(EXERCISE TEXT Opens)

On June 27, 2021, Patty Katz, cofounder of Hands Across the Bridge, passed away. Patty was a powerful advocate and a friend to many at Central City Concern. She is deeply missed, but her legacy lives on in all the lives she touched through her work.
Patty began struggling with substance use disorder as a young person in the 1960s and spent time in and out of prison. In her late 30s, she started using heroin after injuring her back.
Bobby Tsow, now a Certified Alcohol Drug Counselor at CCC, met Patty Katz in prison, when Columbia River Correctional Institution was coed. “Patty and I would walk the yard together and have conversations about how we would like to do something different and change our lives,” he says.
After 14 years of heroin use, a doctor warned her that she was in danger of losing her arms, which inspired her to begin thinking about recovery. Soon after, Patty checked herself into a Clean and Sober Club in downtown Vancouver. She began attending meetings, found transitional housing and was able to stay sober. Eventually she got her first job at CCC’s Hooper Detoxification Stabilization Center. There she was reunited with her friend Louise Wedge, who she once used with.
Patty and Louise’s connection was “deep on a spiritual level,” according to Bobby. In 2001, early in their recovery, Patty and Louise (who passed away in 2019) stood on the Interstate 5 Bridge across the Columbia River at daybreak to celebrate being on the bridge, instead of under it. In 2002 they held the first official Hands Across the Bridge event to kick off National Recovery Month in September. That first year, 200 people gathered, holding hands. In later years, it grew to thousands, and Hands Across the Bridge Project became a volunteer-run nonprofit. In 2020, the event turned virtual due to the pandemic.
Bobby has attended Hands Across the Bridge since the beginning and finds it an emotional and empowering experience. Sharon Fitzgerald, director of integration at CCC and a friend of Patty’s, also began attending the event early on. “At Hands Across the Bridge, we are saying that Oregon and Washington are connected, but the reality is that all across the world we are connected to other human beings who have faced the same adversity that we have,” she says.
This year’s event will again be in-person on Monday, September 6 at 10 am. Due to COVID-19 safety concerns, this year the event will take place only at Esther Short Park in Vancouver, Washington, and not on the bridge.

(EXERCISE TEXT Closes)
(SOURCE DATA Opens)

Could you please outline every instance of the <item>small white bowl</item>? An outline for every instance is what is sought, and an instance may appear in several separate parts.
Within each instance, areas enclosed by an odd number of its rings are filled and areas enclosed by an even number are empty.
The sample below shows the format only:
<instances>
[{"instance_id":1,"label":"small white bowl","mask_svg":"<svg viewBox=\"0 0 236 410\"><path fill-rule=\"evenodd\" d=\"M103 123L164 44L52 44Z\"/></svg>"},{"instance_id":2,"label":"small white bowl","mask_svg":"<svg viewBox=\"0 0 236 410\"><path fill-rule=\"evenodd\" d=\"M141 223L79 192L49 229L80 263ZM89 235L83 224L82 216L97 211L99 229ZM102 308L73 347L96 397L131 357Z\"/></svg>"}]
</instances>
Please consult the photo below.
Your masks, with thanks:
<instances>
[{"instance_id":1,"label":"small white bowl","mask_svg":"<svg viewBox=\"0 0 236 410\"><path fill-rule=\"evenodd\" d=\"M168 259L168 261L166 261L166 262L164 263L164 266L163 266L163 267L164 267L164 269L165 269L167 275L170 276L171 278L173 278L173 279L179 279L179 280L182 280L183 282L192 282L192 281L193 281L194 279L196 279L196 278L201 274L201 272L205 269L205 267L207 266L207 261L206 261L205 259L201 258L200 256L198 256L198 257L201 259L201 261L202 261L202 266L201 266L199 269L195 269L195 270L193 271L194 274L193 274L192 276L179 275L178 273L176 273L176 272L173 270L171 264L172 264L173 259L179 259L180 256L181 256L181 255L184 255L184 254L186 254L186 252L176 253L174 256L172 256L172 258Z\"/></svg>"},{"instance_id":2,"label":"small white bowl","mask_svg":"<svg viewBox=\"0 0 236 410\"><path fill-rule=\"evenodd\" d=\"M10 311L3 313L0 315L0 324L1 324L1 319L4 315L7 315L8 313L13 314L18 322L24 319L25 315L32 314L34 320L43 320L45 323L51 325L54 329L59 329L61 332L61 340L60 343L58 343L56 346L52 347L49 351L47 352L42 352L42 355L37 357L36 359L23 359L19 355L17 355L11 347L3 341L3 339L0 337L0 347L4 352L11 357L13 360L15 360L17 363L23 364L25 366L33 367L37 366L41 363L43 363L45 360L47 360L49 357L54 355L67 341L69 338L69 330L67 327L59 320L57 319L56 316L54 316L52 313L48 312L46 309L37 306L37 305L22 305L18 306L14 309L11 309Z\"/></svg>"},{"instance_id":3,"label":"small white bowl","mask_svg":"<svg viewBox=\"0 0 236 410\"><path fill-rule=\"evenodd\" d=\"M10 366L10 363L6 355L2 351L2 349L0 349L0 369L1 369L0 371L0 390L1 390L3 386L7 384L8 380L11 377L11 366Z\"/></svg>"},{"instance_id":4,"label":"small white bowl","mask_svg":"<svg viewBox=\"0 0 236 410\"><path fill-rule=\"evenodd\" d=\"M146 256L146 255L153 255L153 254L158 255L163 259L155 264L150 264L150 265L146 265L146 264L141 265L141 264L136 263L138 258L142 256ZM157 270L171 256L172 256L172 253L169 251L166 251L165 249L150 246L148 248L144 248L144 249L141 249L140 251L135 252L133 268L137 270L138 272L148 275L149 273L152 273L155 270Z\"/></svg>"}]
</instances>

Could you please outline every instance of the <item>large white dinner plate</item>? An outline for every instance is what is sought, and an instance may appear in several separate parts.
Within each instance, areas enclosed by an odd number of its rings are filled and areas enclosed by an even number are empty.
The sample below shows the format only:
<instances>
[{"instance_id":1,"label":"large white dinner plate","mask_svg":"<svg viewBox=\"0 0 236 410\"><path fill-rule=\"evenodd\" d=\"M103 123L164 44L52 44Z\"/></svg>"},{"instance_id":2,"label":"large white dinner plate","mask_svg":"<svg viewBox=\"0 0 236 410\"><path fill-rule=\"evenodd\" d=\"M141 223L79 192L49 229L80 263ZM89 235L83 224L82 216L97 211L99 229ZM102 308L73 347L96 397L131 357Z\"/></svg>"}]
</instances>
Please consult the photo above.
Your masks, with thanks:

(SOURCE DATA Closes)

THINGS TO DO:
**a)** Decide whether each statement agrees with the Patty Katz article, answering yes or no and quoting the deciding words of that article: (i) About 200 people took part in the first official Hands Across the Bridge event. (ii) Patty's first job at CCC was at the Hooper Detoxification Stabilization Center. (iii) This year's event will take place on the bridge.
**b)** Set down the passage of the Patty Katz article that runs between "Bobby Tsow, now" and "once used with.", inclusive, copying it word for word.

ANSWERS PROVIDED:
**a)**
(i) Yes: "That first year, 200 people gathered, holding hands."
(ii) Yes: "Eventually she got her first job at CCC’s Hooper Detoxification Stabilization Center."
(iii) No: "this year the event will take place only at Esther Short Park in Vancouver, Washington, and not on the bridge."

**b)**
Bobby Tsow, now a Certified Alcohol Drug Counselor at CCC, met Patty Katz in prison, when Columbia River Correctional Institution was coed. “Patty and I would walk the yard together and have conversations about how we would like to do something different and change our lives,” he says.
After 14 years of heroin use, a doctor warned her that she was in danger of losing her arms, which inspired her to begin thinking about recovery. Soon after, Patty checked herself into a Clean and Sober Club in downtown Vancouver. She began attending meetings, found transitional housing and was able to stay sober. Eventually she got her first job at CCC’s Hooper Detoxification Stabilization Center. There she was reunited with her friend Louise Wedge, who she once used with.